## BEGIN Passage given
Turkey and Dumplings

“So you have tons of turkey leftover. What is a cook to do? The answer is turkey and dumplings. This is the best way to use up leftover turkey and gravy. Growing up, Grandma Joanne would make the best homemade chicken and dumplings. It was an all day project and a special treat for Lucinda and me. We would beg Grandma to put in extra dumplings as that was our favorite part of the dish. This is the one dish that will always remind me of my sister as she might love the recipe more than I do.

Editor’s note: It is true. One time when I was a junior in high school our grandma came to stay with Andi and I, as both of our parents were out of town for work. I asked Grandma if she knew how to make the recipe and to which she replied that she made the best dang chicken and dumplings ever. And she wasn’t lying.

All that family stuff aside, last year I was trying to figure out what I could do with the turkey that was not plain Jane Thanksgiving leftovers and it hit me! Turkey and dumplings. Super easy, uses turkey, and delicious. I can guarantee you that I will be making this recipe this Saturday.” – Andi


  • 1/2 lbs of cooked turkey – shredded (I prefer to use the leg meat.)
  • 1 onion small – diced
  • 1 carrot small – diced
  • 1 celery small – diced
  • 2 garlic cloves – sliced
  • 1 pint of homemade chicken stock
  • 1 cup of gravy leftovers
  • 2 cup self rising flour
  • 2 cups buttermilk
  • 1 tablespoon vegetable oil


  1. Heat a large sauce pan over medium setting.
  2. Add a tablespoon of vegetable oil to the pan.
  3. Add the chopped onions and sauté till translucent (or for about 5 minutes).
## END Passage given
What is asked:
• A. Name every ingredient that the turkey and dumplings recipe says to dice.
• B. Copy the turkey and dumplings recipe word for word between "Editor’s note: It" and "she wasn’t lying.", inclusive.
The data after this point comes from a separate source that has nothing to do with the recipe.
## BEGIN Information shown
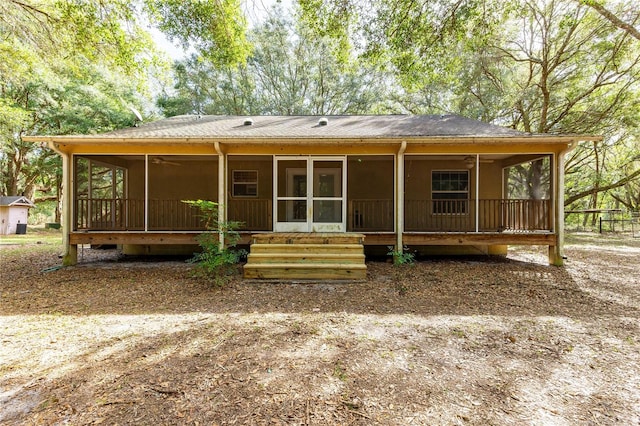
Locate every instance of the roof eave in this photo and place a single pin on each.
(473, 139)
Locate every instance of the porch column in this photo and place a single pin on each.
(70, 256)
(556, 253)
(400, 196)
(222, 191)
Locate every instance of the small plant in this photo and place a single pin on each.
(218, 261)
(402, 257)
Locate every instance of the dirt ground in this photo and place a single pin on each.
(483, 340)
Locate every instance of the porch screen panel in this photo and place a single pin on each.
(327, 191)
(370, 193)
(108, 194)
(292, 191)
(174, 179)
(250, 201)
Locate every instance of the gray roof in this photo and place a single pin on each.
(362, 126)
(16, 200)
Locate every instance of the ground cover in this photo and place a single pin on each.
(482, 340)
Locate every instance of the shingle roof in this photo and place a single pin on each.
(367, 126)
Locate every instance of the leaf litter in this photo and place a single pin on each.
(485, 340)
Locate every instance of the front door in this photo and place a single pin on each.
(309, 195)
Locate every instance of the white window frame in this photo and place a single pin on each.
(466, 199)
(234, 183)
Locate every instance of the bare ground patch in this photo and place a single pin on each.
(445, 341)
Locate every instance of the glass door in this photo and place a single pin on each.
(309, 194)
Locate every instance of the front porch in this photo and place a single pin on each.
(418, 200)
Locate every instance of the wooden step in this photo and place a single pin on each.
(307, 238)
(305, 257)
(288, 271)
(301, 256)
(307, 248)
## END Information shown
Results of the tasks:
• A. Onion, carrot, celery

• B.
Editor’s note: It is true. One time when I was a junior in high school our grandma came to stay with Andi and I, as both of our parents were out of town for work. I asked Grandma if she knew how to make the recipe and to which she replied that she made the best dang chicken and dumplings ever. And she wasn’t lying.